> TASK DESCRIPTION: Please copy out the data below, switching every "benchmark" to "evaluation" and leaving the rest unchanged.

> DATA ROWS:
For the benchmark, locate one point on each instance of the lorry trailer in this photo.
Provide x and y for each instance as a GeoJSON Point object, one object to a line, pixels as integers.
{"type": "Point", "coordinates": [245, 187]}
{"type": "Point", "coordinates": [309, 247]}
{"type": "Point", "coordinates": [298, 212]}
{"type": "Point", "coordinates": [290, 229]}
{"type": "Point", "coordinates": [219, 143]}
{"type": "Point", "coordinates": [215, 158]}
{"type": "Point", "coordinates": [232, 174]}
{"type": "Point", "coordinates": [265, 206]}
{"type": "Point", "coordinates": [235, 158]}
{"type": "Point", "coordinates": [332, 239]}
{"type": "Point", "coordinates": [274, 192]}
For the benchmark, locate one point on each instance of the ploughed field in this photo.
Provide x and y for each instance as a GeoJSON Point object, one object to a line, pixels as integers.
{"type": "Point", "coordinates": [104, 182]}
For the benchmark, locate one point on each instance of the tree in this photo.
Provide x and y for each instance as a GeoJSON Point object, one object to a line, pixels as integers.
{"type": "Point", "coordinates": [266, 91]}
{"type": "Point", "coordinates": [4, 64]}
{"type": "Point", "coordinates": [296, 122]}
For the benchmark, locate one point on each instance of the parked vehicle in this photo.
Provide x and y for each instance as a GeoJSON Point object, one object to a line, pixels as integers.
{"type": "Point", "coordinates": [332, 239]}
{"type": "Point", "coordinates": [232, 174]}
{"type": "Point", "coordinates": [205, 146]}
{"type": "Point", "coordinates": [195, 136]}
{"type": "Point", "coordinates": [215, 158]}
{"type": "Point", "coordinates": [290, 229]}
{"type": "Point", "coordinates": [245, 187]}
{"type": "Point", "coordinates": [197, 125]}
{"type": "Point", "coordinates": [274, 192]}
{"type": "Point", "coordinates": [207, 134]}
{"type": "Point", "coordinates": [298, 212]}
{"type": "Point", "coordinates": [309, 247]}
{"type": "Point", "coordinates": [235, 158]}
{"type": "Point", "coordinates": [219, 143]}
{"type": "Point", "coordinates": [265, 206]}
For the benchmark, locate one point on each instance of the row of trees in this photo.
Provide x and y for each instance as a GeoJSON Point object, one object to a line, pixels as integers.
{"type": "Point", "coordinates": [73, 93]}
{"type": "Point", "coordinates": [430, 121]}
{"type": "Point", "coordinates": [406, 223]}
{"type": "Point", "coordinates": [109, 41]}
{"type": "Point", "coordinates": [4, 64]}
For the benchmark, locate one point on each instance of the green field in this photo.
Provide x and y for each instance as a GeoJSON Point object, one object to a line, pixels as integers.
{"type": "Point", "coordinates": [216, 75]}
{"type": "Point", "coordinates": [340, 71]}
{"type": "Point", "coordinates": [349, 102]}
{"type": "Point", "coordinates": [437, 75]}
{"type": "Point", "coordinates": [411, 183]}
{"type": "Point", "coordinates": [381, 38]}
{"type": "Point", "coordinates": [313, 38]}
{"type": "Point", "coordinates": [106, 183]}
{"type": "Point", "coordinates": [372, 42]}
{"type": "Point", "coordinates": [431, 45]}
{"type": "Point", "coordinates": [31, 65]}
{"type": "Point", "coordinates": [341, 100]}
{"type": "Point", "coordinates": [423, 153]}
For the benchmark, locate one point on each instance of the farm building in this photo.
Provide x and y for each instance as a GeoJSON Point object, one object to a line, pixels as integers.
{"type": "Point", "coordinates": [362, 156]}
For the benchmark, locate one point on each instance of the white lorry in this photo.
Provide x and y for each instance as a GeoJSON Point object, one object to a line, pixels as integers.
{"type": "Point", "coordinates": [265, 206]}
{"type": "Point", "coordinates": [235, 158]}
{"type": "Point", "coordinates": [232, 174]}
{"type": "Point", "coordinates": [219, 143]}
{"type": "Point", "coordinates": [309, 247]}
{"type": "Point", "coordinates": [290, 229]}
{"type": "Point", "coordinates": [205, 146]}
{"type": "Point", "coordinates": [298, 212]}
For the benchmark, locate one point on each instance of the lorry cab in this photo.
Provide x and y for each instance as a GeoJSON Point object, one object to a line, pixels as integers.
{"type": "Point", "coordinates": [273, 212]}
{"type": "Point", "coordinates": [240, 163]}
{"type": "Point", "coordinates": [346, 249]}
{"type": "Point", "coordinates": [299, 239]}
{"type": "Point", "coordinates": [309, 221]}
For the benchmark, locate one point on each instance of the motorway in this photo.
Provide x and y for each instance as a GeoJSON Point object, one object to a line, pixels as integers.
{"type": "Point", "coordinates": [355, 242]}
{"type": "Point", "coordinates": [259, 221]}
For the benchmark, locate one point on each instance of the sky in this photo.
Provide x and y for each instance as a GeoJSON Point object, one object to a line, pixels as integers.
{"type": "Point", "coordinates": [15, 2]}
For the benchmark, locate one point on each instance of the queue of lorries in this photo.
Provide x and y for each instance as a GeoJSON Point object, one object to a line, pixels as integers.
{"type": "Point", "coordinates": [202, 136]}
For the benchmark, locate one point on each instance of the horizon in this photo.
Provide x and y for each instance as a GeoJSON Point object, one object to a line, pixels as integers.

> TASK ANSWER:
For the evaluation, locate one point on each instance of the lorry trailer in this photo.
Provide x and y for each instance as a GeoJSON Point object, one object to a line, pixels as integers.
{"type": "Point", "coordinates": [245, 187]}
{"type": "Point", "coordinates": [309, 247]}
{"type": "Point", "coordinates": [298, 212]}
{"type": "Point", "coordinates": [290, 229]}
{"type": "Point", "coordinates": [219, 143]}
{"type": "Point", "coordinates": [215, 158]}
{"type": "Point", "coordinates": [232, 174]}
{"type": "Point", "coordinates": [265, 206]}
{"type": "Point", "coordinates": [235, 158]}
{"type": "Point", "coordinates": [332, 239]}
{"type": "Point", "coordinates": [274, 192]}
For the evaluation, locate one point on each instance of the ploughed field in this photo.
Provide x and y for each instance as a GeoJSON Point object, one object to a line, pixels as integers.
{"type": "Point", "coordinates": [104, 182]}
For the evaluation, locate one point on each instance of the tree in this photo.
Provide x and y for each instance as a GeoJSON Point object, one object to a line, pixels as integers.
{"type": "Point", "coordinates": [266, 91]}
{"type": "Point", "coordinates": [4, 64]}
{"type": "Point", "coordinates": [296, 122]}
For the evaluation, locate one point on each instance of the parked vehicle in this photo.
Provide x and y for each instance as a GeoJSON Point object, one object to a line, pixels as integers.
{"type": "Point", "coordinates": [332, 239]}
{"type": "Point", "coordinates": [232, 174]}
{"type": "Point", "coordinates": [205, 146]}
{"type": "Point", "coordinates": [195, 136]}
{"type": "Point", "coordinates": [215, 158]}
{"type": "Point", "coordinates": [290, 229]}
{"type": "Point", "coordinates": [245, 187]}
{"type": "Point", "coordinates": [197, 125]}
{"type": "Point", "coordinates": [274, 192]}
{"type": "Point", "coordinates": [207, 134]}
{"type": "Point", "coordinates": [298, 212]}
{"type": "Point", "coordinates": [309, 247]}
{"type": "Point", "coordinates": [235, 158]}
{"type": "Point", "coordinates": [219, 143]}
{"type": "Point", "coordinates": [265, 206]}
For the evaluation, locate one point on each instance of the row of trees in this photo.
Provide x and y for each instance as a GeoJSON Point object, one object to a line, pixels as integers.
{"type": "Point", "coordinates": [73, 93]}
{"type": "Point", "coordinates": [430, 121]}
{"type": "Point", "coordinates": [406, 223]}
{"type": "Point", "coordinates": [109, 41]}
{"type": "Point", "coordinates": [4, 64]}
For the evaluation, locate one point on each instance of the green field in this photo.
Provide x and y for each instance as a GeoJSON Point object, one object to a line, pixels as integers.
{"type": "Point", "coordinates": [216, 75]}
{"type": "Point", "coordinates": [340, 71]}
{"type": "Point", "coordinates": [349, 102]}
{"type": "Point", "coordinates": [437, 75]}
{"type": "Point", "coordinates": [411, 183]}
{"type": "Point", "coordinates": [381, 38]}
{"type": "Point", "coordinates": [313, 38]}
{"type": "Point", "coordinates": [106, 183]}
{"type": "Point", "coordinates": [372, 42]}
{"type": "Point", "coordinates": [431, 45]}
{"type": "Point", "coordinates": [31, 65]}
{"type": "Point", "coordinates": [341, 100]}
{"type": "Point", "coordinates": [423, 153]}
For the evaluation, locate one point on each instance of the farm building in this photo.
Provide x and y for each instance as a GeoJSON Point object, one object to a line, pixels as integers.
{"type": "Point", "coordinates": [362, 156]}
For the evaluation, locate one point on each instance of the white lorry in this photo.
Provide x and y for each instance as a GeoJSON Point object, one object to a line, pixels as integers.
{"type": "Point", "coordinates": [265, 206]}
{"type": "Point", "coordinates": [235, 158]}
{"type": "Point", "coordinates": [232, 174]}
{"type": "Point", "coordinates": [219, 143]}
{"type": "Point", "coordinates": [309, 247]}
{"type": "Point", "coordinates": [290, 229]}
{"type": "Point", "coordinates": [205, 146]}
{"type": "Point", "coordinates": [298, 212]}
For the evaluation, locate one point on each instance of the lorry cab in this photo.
Provide x and y for each instance as a GeoJSON Point object, one object to a line, pixels as integers.
{"type": "Point", "coordinates": [273, 212]}
{"type": "Point", "coordinates": [240, 163]}
{"type": "Point", "coordinates": [346, 249]}
{"type": "Point", "coordinates": [299, 239]}
{"type": "Point", "coordinates": [309, 221]}
For the evaluation, locate one point on each instance of the motorway in this photo.
Provide x and y for each instance as a GeoJSON Point object, one object to a line, pixels as integers.
{"type": "Point", "coordinates": [355, 242]}
{"type": "Point", "coordinates": [259, 221]}
For the evaluation, locate one point on each instance of the sky in this photo.
Provide x and y for each instance as a GeoJSON Point object, one object to a line, pixels as integers.
{"type": "Point", "coordinates": [15, 2]}
For the evaluation, locate one point on each instance of the queue of lorries in this photo.
Provide x and y for each instance as a GeoJSON Point object, one object to a line, pixels as integers.
{"type": "Point", "coordinates": [202, 136]}
For the evaluation, locate one point on each instance of the horizon in this photo.
Provide x and y for each instance as a GeoJSON Point object, one object to a line, pixels as integers.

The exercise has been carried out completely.